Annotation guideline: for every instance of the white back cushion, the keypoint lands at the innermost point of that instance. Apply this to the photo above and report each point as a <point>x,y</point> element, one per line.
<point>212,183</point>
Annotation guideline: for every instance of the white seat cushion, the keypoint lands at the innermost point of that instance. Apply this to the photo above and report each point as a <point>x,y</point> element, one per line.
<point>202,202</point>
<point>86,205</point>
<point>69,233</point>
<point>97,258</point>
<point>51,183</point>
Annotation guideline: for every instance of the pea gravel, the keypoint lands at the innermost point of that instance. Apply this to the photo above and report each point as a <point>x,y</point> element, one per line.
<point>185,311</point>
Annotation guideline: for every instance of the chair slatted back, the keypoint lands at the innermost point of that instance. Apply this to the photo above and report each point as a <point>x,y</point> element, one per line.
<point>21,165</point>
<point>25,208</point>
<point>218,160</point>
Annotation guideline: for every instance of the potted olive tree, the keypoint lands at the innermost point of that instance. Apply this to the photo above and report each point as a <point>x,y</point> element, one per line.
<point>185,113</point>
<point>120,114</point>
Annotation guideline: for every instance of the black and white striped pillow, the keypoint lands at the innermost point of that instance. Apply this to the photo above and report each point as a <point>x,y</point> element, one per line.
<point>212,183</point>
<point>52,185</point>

- **Exercise directions**: Reproduce the material above line for line, without altering any character.

- **Task output**:
Annotation guideline: for every instance of the white back cushion, the keypoint lands at the innermost point of that instance. Apply this to the photo above and report each point as a <point>x,y</point> element, one per line.
<point>212,183</point>
Annotation guideline: for every instance of the white seat cushion, the keypoint lands at the innermost point of that instance. Apply this to the photo above and report each point as a <point>x,y</point> element, one per line.
<point>202,202</point>
<point>86,205</point>
<point>69,233</point>
<point>97,258</point>
<point>51,183</point>
Annotation guideline: for every instance of the pea gravel, the keypoint lands at the innermost point of that instance. Apply this to the photo above and report each point as a <point>x,y</point> element, one per line.
<point>185,311</point>
Annotation guideline: for every instance of the chair slatted back, the keypoint lands at the innermost point of that instance. Apply this to the photo above and report each point as a <point>x,y</point> element, one per line.
<point>21,165</point>
<point>25,208</point>
<point>218,160</point>
Annotation guideline: for every instance of the potted olive tree, the keypoint lands at the innermost point of that instance. Apply this to the photo above and report each point as a <point>x,y</point> element, one per line.
<point>185,113</point>
<point>120,114</point>
Annotation guideline: for every instance of the black and white striped pillow, the keypoint lands at the innermost point of that instance. Apply this to the photo above and report each point as a <point>x,y</point> element, one per line.
<point>212,183</point>
<point>52,185</point>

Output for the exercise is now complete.